### [Exercise aim]
Only the line containing "Can you see the getty" and the lines after it, through the end of the entries, should be output exactly.
[Exercise material Boundary: Start]
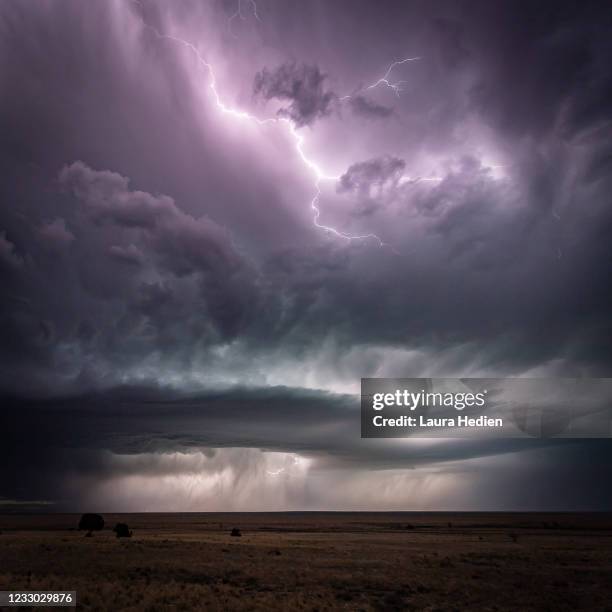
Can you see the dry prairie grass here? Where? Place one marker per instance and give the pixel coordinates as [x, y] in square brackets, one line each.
[320, 562]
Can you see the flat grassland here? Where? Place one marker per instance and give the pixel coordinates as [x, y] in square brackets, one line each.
[317, 561]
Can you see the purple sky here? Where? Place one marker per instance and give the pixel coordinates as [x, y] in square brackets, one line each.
[174, 310]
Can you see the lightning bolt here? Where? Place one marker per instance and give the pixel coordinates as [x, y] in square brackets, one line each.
[397, 85]
[239, 14]
[292, 129]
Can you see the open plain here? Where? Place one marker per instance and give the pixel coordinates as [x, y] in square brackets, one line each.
[316, 561]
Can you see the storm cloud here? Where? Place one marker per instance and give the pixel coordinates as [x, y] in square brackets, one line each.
[190, 245]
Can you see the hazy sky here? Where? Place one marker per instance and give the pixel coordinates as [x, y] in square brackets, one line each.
[218, 216]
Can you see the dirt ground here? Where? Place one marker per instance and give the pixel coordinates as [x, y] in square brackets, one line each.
[317, 561]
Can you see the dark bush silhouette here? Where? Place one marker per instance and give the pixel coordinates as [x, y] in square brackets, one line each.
[122, 530]
[91, 522]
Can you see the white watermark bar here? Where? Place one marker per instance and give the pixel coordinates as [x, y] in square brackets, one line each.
[34, 599]
[486, 407]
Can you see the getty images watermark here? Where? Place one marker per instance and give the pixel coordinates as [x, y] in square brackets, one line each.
[486, 407]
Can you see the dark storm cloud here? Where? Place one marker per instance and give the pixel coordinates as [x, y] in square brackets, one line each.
[303, 85]
[137, 431]
[182, 247]
[364, 107]
[362, 176]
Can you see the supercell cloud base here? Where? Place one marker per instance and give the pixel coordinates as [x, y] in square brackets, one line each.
[215, 223]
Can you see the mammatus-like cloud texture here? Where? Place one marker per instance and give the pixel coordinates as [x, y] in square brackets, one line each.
[172, 297]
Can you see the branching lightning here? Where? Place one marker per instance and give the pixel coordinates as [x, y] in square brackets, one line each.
[315, 169]
[397, 85]
[240, 14]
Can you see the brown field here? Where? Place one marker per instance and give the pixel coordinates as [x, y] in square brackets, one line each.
[317, 561]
[Exercise material Boundary: End]
### [Written reply]
Can you see the getty images watermark here? Where? Place one marker per instance and give the pixel coordinates as [x, y] in square brackets, one line each.
[486, 407]
Can you see the dark storm cloud here? Where? Place one marker per instance and give the pixel coordinates as [x, y] in square brackets, one line each.
[303, 85]
[137, 431]
[182, 247]
[364, 107]
[362, 176]
Can you see the supercell cloud base here? Where? Place one marker per instance and give the pixel coordinates as [x, y] in square brackets, one line each.
[215, 223]
Can you see the mammatus-like cloud texture here? Where? Place one marker per instance and give the pixel coordinates as [x, y] in square brackets, one line each.
[172, 297]
Can you see the branching lightning here? Where? Place one marker per instance and give the pixel coordinates as [x, y] in square brackets, one line each.
[315, 169]
[397, 85]
[240, 14]
Can you see the brown field here? Where? Place one marker per instance and give the pixel coordinates as [x, y] in square brackets, one line each.
[317, 561]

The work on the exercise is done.